* **Input material**:
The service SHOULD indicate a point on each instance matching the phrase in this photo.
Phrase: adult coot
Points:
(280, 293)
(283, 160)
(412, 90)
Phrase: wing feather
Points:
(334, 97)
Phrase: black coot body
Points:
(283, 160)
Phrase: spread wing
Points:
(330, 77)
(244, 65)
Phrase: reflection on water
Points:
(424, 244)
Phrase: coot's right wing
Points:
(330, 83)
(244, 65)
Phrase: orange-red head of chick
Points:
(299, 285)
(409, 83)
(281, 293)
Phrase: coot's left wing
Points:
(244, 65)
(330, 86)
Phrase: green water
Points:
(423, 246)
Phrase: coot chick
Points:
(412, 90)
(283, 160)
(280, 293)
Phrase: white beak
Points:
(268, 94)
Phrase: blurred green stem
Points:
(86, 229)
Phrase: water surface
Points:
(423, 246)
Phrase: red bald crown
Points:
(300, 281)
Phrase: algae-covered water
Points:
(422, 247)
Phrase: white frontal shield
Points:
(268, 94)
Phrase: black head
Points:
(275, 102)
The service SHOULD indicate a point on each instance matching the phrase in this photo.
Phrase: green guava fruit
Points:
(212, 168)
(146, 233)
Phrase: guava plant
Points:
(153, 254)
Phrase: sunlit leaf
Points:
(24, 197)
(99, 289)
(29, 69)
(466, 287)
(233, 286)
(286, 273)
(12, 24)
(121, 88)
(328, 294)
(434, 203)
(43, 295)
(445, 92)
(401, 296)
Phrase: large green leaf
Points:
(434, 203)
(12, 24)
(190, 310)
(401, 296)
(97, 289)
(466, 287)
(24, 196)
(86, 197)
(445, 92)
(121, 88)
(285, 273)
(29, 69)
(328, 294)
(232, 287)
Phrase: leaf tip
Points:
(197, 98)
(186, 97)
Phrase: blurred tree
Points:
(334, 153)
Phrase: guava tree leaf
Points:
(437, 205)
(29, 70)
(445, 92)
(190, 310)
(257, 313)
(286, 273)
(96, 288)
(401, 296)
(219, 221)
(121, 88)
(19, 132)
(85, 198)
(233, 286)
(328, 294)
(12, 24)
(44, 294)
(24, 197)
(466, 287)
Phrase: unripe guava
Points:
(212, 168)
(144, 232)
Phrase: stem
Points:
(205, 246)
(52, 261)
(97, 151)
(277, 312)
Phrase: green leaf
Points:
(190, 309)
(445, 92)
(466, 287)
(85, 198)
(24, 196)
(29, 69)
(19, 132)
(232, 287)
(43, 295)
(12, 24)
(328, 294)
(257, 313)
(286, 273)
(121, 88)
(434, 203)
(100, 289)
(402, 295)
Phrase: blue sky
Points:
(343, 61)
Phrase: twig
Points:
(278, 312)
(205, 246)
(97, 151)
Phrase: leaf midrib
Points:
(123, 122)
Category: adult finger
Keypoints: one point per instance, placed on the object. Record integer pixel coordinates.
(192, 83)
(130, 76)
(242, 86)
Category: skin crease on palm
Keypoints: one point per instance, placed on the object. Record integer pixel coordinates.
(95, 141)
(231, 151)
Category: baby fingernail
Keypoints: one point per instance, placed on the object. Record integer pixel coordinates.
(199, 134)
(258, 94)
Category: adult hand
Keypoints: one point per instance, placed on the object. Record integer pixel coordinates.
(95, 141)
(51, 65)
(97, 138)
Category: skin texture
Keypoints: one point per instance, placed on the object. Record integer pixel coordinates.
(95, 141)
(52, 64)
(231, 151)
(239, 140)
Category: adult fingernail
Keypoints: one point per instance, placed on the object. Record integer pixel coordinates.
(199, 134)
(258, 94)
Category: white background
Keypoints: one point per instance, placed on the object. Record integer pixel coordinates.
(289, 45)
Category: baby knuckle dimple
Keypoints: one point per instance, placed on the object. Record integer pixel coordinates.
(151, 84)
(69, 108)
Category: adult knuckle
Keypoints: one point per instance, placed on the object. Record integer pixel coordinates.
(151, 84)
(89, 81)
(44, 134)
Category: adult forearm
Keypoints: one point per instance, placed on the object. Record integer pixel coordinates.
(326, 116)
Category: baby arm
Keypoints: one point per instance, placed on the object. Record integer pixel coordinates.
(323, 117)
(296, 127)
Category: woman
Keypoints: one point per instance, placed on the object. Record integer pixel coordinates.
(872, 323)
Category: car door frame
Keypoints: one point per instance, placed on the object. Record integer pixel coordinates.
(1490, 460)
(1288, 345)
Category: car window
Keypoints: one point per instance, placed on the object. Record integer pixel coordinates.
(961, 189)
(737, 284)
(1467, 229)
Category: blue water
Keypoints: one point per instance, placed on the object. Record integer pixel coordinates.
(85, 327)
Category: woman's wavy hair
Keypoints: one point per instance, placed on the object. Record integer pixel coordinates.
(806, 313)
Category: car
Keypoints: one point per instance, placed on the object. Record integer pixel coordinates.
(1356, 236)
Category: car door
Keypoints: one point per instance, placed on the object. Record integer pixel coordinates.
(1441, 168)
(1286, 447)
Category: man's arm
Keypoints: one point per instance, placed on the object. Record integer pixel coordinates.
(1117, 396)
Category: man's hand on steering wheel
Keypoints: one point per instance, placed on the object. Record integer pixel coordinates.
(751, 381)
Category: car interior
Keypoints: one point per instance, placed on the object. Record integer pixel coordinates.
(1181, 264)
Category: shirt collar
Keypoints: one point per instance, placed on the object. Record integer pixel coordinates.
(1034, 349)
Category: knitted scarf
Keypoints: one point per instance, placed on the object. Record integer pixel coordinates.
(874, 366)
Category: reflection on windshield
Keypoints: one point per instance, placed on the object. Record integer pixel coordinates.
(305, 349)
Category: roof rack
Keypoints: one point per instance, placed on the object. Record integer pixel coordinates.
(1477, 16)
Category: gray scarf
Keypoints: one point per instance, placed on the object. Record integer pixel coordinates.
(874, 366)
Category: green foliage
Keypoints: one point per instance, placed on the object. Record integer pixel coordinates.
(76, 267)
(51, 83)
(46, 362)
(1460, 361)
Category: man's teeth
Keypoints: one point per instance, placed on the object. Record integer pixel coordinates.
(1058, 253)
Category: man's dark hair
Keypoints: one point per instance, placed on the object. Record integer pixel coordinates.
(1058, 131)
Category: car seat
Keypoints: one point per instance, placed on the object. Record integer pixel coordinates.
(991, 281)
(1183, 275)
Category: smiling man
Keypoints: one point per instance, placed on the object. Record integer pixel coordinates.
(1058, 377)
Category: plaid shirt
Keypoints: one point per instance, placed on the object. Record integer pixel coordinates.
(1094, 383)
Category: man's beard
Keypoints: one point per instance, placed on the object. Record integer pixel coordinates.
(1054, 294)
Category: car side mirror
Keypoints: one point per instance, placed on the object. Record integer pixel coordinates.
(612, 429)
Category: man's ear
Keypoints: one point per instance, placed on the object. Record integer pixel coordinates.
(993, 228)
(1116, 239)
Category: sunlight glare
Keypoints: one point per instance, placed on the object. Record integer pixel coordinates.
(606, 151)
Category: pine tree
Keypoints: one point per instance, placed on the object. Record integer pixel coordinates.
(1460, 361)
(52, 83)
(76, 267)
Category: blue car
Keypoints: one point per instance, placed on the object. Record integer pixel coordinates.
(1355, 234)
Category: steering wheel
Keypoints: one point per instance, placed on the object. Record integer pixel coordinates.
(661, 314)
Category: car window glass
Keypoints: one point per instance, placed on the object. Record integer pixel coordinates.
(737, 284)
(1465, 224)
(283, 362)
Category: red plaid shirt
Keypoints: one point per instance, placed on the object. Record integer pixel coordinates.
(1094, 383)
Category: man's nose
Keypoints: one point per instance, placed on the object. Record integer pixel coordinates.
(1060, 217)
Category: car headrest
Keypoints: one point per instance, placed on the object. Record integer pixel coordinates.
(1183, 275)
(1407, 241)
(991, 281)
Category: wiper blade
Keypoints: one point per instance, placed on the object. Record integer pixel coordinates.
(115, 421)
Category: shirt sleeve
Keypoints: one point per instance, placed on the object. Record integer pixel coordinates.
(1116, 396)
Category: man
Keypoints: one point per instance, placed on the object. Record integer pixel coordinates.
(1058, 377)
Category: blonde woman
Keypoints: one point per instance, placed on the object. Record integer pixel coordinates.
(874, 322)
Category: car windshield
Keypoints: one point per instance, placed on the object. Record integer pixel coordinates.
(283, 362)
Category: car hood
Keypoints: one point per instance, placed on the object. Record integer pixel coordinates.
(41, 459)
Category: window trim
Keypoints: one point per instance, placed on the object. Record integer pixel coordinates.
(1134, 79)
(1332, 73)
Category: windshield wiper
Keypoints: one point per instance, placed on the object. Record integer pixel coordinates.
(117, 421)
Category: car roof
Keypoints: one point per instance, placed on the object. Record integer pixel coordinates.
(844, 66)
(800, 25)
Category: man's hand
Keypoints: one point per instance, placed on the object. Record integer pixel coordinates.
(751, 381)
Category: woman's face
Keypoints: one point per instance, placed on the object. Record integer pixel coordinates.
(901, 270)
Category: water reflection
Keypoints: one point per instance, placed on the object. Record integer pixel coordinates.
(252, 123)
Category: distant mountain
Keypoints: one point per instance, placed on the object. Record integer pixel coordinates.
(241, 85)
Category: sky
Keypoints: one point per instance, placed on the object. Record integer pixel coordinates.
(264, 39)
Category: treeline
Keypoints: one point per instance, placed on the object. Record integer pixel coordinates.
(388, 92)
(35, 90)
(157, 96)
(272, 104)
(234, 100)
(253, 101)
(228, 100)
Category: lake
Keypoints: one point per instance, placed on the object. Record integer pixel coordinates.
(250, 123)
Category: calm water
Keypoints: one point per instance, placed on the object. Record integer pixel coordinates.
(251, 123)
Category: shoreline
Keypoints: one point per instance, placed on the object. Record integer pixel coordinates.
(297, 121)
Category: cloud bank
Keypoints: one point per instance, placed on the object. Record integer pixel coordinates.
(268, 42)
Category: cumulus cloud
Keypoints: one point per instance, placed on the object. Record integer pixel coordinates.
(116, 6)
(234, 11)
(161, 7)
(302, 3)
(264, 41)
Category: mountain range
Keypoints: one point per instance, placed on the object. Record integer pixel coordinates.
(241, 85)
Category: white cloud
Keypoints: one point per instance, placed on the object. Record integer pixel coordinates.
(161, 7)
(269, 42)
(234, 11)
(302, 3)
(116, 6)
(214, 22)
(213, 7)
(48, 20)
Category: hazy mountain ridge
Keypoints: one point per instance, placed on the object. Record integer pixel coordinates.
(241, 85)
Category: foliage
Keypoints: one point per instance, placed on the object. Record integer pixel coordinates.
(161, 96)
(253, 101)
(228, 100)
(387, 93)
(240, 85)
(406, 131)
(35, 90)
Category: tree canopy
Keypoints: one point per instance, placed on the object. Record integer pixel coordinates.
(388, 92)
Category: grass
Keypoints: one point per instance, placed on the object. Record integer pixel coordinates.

* **Task directions**:
Set down, word for word, only the lines running from the line with "Category: grass" to the last line of the listing above. Both of those lines belong in your answer.

* **Answer to this problem**:
Category: grass
Keypoints: one point per instance, placed on the object. Record integer pixel coordinates.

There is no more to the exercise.